>> START

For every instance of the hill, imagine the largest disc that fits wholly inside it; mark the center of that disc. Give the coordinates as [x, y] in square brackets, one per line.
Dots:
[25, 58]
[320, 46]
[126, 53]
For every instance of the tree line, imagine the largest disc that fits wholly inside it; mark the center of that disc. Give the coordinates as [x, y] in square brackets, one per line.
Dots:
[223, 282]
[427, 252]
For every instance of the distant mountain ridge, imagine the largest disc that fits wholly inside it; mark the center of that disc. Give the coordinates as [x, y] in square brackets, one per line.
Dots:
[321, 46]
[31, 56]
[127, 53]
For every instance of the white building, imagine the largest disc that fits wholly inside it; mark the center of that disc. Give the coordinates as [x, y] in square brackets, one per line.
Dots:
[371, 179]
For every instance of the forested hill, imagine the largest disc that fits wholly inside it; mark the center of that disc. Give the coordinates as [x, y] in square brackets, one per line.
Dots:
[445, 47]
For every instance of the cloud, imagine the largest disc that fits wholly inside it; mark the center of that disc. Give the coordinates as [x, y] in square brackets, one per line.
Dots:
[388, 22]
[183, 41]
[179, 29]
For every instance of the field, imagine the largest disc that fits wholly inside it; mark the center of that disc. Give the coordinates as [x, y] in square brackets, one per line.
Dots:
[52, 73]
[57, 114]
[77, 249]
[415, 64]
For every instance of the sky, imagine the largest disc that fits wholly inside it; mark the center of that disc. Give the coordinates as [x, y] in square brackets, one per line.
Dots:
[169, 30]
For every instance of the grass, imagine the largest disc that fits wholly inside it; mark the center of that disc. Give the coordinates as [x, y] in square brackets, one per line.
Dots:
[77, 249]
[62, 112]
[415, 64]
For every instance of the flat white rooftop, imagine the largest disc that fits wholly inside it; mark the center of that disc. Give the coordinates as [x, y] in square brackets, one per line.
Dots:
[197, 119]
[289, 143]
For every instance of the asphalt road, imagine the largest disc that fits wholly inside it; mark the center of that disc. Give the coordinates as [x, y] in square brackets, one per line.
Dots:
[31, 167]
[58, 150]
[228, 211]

>> END

◆ The problem ◆
Repeat the data precisely, line by line.

◆ Finished task ◆
For every instance of the hill, imagine the largest disc that fits wholly inside it; mark the center of that disc. Give the coordinates as [x, y] in square brackets, one per line.
Dots:
[25, 58]
[320, 46]
[126, 53]
For every instance of the tree line, imagine the largest disc that fits wholly inside it; mark the center of that disc. Give the coordinates as [x, y] in square brackets, one per line.
Dots:
[223, 282]
[427, 252]
For every instance of the distant mountain ridge, imagine the largest disc that fits wholly inside it; mark the center of that disc. Give the coordinates as [x, y] in square brackets, one per line.
Dots:
[321, 46]
[31, 56]
[127, 53]
For every instance of the white building, imagine the largest disc that fits wholly inside it; mark the center of that disc. Give the coordinates as [x, y] in square brackets, one per line.
Dots:
[371, 179]
For every instance of the forested hill, imagine the largest disc that fits wholly inside it; mark the center of that disc. Give the coordinates as [x, y] in square brackets, one per line.
Dots:
[445, 47]
For every instance of the cloud, imagine the largest disc that fits wholly inside it; mark the center of that disc. Give the coordinates as [x, y] in square brackets, one per line.
Dots:
[388, 22]
[183, 41]
[179, 29]
For every instance of the field, imagine the largest disc that fits wholly inside it; mark the center of that disc. Give the coordinates as [x, y] in square brackets, one per line.
Dots:
[52, 73]
[57, 114]
[77, 249]
[415, 64]
For every instance of the sky, imagine the largest disc that fits wholly inside it; mark the center of that disc. Give the coordinates as [x, y] in square brackets, one per line.
Dots:
[169, 30]
For every instance of the grass, imagine the largest disc that fits wholly inside it; mark the center of that disc. Give the coordinates as [x, y] in square brackets, one per line.
Dots:
[77, 249]
[62, 112]
[415, 64]
For every instance of the flat white rooftop, imagine the largest disc that fits wholly inside it; mark the center of that disc. Give the coordinates as [x, y] in square brackets, one per line.
Dots:
[197, 119]
[289, 143]
For every instance of the asphalt road, imagine the largest disc that fits wholly inside it; mark the center of that disc. Give the coordinates as [x, y] in square brackets, one per line.
Dots:
[31, 167]
[58, 150]
[228, 211]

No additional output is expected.